▶ PROBLEM TO WORK ON: How many lines in the records below contain the string "neck"? Case counts. Reply with the number alone.

▶ LISTED RECORDS:
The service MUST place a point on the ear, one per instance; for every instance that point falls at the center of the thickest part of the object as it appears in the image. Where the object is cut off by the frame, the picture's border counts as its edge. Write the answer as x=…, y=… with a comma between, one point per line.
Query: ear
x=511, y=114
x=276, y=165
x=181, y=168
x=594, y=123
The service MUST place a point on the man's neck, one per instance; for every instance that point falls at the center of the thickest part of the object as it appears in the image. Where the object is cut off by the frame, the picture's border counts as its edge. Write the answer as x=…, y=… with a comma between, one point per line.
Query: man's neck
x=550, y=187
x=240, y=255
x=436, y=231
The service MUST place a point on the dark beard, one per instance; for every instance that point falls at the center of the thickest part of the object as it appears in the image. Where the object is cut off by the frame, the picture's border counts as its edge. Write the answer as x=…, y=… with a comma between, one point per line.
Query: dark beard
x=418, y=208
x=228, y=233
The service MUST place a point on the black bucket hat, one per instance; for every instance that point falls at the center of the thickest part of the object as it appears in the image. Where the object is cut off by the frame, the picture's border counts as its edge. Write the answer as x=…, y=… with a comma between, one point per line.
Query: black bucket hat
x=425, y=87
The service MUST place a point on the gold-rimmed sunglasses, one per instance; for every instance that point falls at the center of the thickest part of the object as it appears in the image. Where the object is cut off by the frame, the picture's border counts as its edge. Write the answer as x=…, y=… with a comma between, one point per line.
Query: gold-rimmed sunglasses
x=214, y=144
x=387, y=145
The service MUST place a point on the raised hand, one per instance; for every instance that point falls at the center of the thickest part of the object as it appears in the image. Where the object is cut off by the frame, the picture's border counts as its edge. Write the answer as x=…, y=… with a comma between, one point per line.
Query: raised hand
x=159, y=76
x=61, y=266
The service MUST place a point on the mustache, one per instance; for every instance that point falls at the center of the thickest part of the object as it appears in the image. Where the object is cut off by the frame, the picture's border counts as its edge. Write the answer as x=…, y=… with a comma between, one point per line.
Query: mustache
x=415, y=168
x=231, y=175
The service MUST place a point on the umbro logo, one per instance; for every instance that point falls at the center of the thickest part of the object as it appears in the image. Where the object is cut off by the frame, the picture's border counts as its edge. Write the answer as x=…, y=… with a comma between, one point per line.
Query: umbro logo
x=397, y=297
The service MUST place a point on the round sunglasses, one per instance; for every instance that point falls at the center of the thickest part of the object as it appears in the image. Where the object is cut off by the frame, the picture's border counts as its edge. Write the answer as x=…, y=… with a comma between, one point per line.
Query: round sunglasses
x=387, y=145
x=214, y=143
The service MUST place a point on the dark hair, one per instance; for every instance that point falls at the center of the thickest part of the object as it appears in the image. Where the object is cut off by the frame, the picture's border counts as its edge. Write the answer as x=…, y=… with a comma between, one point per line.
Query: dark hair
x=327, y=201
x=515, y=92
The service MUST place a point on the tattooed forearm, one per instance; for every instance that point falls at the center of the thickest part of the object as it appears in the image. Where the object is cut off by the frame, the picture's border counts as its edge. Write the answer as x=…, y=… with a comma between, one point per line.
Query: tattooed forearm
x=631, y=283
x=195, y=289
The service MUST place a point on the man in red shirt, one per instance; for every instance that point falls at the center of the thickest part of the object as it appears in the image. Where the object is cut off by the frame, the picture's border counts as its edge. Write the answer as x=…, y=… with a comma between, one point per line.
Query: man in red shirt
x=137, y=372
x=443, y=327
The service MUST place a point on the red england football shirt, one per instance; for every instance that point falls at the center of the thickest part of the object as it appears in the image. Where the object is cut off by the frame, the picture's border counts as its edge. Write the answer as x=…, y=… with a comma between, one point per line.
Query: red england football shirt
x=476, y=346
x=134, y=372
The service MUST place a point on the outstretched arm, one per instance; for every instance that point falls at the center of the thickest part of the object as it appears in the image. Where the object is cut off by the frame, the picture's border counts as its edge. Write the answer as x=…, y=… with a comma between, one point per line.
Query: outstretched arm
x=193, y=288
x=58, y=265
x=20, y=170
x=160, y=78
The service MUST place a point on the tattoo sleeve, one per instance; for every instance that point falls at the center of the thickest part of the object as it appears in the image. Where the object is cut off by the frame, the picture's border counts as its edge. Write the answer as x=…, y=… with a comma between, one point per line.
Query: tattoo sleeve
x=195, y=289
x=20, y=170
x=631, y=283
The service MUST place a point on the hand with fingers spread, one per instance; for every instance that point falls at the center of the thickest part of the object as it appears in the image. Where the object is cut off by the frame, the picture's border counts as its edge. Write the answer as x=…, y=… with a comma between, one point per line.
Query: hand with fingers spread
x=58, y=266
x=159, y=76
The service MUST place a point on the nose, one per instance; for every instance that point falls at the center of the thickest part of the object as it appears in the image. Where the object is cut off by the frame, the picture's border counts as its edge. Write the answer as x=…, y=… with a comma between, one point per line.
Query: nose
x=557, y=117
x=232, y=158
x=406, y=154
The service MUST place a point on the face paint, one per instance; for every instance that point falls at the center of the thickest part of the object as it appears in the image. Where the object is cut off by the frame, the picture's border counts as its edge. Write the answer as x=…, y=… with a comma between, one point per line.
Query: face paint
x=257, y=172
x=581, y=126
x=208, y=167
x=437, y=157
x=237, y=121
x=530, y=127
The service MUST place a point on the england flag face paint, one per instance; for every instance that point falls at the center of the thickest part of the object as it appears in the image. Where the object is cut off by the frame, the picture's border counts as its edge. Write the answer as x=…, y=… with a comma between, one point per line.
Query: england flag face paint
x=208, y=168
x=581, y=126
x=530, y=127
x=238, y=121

* * *

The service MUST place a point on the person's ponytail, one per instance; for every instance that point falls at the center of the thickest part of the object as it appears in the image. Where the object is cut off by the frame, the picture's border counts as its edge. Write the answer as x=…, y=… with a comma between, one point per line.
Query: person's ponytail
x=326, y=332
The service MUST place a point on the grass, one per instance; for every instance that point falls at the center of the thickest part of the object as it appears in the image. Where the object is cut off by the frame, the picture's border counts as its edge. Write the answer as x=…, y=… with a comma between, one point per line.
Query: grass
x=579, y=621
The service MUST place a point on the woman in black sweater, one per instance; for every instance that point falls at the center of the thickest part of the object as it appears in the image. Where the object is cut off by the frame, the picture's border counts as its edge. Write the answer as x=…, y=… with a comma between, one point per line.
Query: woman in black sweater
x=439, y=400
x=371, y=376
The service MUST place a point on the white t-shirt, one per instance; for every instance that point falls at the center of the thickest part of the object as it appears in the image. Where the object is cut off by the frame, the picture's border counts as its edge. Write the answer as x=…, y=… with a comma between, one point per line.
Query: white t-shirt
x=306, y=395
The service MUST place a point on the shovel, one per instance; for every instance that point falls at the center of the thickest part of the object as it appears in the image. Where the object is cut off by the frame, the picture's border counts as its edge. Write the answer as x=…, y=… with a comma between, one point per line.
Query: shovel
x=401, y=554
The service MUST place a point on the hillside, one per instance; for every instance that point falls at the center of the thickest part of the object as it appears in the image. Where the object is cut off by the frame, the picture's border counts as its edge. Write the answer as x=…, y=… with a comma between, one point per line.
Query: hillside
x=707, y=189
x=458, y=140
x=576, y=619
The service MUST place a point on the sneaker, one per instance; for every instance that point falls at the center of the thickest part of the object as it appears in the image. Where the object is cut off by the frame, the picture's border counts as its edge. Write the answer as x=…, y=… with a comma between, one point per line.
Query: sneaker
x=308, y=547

▶ OUTPUT: 2